_DESCRIPTION OF THE TASK_:
Each line of the material below that holds the word "door" needs to be copied.
•••
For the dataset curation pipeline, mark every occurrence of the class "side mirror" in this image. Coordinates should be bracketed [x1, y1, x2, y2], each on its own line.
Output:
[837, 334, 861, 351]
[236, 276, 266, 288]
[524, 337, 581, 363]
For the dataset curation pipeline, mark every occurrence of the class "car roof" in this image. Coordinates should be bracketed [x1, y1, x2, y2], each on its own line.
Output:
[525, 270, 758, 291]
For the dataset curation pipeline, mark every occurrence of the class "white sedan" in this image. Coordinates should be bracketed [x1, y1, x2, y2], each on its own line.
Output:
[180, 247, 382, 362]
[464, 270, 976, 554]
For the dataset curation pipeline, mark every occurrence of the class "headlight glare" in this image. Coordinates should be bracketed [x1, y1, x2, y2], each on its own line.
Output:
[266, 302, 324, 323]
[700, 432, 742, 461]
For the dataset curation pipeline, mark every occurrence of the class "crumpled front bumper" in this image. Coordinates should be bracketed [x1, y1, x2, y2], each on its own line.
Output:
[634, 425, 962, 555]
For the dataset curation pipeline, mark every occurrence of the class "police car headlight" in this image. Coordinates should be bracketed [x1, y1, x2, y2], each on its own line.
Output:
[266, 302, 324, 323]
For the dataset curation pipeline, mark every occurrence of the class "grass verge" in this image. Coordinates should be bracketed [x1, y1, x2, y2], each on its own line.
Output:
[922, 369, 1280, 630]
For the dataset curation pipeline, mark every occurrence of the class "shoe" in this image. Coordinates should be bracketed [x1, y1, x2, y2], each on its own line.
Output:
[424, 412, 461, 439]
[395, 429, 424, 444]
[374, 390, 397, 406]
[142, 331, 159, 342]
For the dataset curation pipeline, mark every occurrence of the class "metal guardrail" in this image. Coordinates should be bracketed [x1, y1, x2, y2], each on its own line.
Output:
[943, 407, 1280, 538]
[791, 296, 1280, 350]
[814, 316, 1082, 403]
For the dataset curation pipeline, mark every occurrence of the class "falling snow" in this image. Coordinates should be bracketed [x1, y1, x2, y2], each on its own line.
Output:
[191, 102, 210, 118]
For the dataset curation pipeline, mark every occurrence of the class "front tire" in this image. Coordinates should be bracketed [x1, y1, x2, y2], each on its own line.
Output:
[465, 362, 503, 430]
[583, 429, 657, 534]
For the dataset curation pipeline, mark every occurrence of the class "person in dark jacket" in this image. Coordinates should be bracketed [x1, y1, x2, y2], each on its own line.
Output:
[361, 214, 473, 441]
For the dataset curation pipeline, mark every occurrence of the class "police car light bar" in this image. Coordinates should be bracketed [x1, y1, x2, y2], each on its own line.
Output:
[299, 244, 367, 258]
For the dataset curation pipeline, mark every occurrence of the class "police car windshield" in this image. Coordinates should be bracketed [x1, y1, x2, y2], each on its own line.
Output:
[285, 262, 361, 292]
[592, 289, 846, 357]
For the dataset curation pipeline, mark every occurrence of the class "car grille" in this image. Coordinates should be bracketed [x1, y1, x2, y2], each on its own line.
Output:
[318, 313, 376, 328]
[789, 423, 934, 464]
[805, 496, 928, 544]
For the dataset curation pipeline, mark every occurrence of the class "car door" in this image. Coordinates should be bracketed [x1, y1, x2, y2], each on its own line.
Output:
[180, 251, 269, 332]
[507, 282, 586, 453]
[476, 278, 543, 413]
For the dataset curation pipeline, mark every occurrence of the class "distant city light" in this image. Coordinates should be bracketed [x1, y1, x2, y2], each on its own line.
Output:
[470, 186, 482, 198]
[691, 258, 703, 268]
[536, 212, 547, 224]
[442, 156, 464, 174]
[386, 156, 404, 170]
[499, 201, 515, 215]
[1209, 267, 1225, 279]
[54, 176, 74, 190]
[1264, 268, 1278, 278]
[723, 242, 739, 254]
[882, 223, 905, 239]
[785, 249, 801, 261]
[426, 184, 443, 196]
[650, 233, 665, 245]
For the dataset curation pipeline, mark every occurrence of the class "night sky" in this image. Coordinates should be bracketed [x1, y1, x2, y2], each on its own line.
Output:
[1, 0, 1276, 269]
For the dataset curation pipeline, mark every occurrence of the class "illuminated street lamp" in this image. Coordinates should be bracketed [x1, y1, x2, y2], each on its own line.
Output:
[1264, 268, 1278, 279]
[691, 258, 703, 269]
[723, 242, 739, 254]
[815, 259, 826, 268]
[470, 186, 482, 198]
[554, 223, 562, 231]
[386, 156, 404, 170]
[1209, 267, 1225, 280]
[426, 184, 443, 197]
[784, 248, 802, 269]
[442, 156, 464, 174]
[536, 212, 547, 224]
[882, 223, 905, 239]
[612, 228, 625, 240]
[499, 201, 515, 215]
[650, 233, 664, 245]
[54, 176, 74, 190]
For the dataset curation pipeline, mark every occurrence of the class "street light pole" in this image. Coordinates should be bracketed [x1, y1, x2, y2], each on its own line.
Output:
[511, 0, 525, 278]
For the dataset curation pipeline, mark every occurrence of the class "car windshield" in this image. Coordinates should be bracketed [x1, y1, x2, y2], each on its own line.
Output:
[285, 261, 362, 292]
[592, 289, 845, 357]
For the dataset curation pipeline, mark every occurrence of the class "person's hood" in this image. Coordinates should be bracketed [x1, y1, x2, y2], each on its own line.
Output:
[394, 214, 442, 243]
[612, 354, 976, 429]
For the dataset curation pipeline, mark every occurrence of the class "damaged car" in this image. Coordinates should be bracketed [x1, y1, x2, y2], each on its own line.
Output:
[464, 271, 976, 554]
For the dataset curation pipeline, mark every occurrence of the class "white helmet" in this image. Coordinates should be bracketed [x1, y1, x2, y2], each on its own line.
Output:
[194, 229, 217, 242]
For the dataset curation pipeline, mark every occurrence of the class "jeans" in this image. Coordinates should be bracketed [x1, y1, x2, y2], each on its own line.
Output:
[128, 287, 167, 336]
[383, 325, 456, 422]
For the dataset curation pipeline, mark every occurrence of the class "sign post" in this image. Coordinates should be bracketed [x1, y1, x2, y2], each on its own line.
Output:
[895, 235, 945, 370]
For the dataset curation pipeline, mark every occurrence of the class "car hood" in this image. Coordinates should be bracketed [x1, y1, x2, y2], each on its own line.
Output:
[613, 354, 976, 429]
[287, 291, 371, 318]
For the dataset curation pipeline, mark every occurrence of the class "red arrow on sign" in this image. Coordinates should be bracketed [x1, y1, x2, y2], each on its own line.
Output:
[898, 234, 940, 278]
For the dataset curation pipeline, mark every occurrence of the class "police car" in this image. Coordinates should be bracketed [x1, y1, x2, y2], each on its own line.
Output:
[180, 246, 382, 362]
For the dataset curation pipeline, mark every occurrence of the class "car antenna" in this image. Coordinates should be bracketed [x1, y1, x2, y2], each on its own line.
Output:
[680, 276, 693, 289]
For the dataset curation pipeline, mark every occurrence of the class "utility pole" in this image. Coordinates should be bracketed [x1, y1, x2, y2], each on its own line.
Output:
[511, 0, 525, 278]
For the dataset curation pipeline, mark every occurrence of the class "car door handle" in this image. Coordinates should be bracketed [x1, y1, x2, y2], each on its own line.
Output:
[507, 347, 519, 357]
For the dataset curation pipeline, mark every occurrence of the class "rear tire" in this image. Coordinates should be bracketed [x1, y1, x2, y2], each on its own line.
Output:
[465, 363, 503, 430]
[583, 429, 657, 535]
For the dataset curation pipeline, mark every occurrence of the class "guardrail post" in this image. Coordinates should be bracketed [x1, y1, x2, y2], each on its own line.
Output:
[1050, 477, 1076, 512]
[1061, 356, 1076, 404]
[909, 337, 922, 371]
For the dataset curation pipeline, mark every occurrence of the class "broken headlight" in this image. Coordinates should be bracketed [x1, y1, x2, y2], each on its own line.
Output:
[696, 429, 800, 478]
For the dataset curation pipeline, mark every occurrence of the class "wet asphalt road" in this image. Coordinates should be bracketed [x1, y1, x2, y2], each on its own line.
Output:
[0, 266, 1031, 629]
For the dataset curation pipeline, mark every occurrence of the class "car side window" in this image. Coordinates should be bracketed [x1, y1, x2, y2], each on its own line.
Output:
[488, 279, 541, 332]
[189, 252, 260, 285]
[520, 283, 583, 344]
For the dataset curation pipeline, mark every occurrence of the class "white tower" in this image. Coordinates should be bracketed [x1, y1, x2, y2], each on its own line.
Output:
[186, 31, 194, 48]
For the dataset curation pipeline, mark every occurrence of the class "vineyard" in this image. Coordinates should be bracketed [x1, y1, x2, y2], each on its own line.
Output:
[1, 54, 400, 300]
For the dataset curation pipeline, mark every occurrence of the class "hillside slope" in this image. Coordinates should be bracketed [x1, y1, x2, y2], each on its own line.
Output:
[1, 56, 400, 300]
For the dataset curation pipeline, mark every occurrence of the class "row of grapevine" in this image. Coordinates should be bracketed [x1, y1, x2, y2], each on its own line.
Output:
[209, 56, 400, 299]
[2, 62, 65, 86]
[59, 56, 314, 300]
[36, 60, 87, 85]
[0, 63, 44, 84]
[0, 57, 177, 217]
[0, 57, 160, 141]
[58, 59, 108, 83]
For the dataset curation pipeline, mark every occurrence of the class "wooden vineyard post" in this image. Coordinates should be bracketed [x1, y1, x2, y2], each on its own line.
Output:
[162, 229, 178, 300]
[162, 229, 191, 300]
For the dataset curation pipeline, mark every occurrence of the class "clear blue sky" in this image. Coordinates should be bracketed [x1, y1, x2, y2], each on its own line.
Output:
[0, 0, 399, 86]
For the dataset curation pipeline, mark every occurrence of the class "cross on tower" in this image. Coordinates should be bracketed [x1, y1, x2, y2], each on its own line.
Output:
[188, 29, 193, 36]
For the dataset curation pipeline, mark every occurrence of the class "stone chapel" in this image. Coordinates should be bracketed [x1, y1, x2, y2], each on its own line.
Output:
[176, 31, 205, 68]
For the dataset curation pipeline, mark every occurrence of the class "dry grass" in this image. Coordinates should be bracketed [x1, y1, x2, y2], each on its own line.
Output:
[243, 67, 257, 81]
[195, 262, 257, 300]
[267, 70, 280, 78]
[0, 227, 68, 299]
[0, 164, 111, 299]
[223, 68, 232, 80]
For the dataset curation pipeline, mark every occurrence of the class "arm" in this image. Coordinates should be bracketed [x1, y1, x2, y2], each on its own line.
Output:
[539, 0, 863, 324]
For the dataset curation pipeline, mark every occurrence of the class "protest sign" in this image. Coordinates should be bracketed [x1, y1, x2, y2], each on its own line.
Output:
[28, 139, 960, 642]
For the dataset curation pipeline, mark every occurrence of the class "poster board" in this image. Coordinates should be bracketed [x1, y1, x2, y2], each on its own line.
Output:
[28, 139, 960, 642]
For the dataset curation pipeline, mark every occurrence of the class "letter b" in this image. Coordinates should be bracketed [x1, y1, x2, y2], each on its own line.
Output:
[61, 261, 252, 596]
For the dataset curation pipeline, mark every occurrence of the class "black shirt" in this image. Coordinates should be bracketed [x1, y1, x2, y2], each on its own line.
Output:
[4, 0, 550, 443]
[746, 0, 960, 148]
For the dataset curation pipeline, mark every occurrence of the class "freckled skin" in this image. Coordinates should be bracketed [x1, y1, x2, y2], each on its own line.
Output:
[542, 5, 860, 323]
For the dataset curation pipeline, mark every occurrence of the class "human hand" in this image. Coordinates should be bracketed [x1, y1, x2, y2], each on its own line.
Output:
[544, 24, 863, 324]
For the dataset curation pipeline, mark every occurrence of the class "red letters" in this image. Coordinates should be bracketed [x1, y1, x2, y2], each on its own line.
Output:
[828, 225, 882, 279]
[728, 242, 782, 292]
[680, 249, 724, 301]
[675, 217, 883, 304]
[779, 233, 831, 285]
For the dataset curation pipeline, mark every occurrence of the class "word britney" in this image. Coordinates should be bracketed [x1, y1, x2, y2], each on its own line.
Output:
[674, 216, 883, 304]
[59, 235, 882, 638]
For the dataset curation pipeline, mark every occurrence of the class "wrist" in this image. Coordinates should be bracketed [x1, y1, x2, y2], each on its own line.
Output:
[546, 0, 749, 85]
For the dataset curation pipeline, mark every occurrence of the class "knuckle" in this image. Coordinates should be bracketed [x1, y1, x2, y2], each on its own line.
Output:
•••
_YOUR SOLUTION_:
For the dataset curation pipeline, mark every occurrence of the class "car door" in this image. Coordinates should be bracketed [x1, y1, x2, y2], each on its own line.
For the dataset curation pipeline, mark every occurrence of the class "car door handle" in this image. Coordinates should be bracketed [x1, y1, x2, y2], each on its own line.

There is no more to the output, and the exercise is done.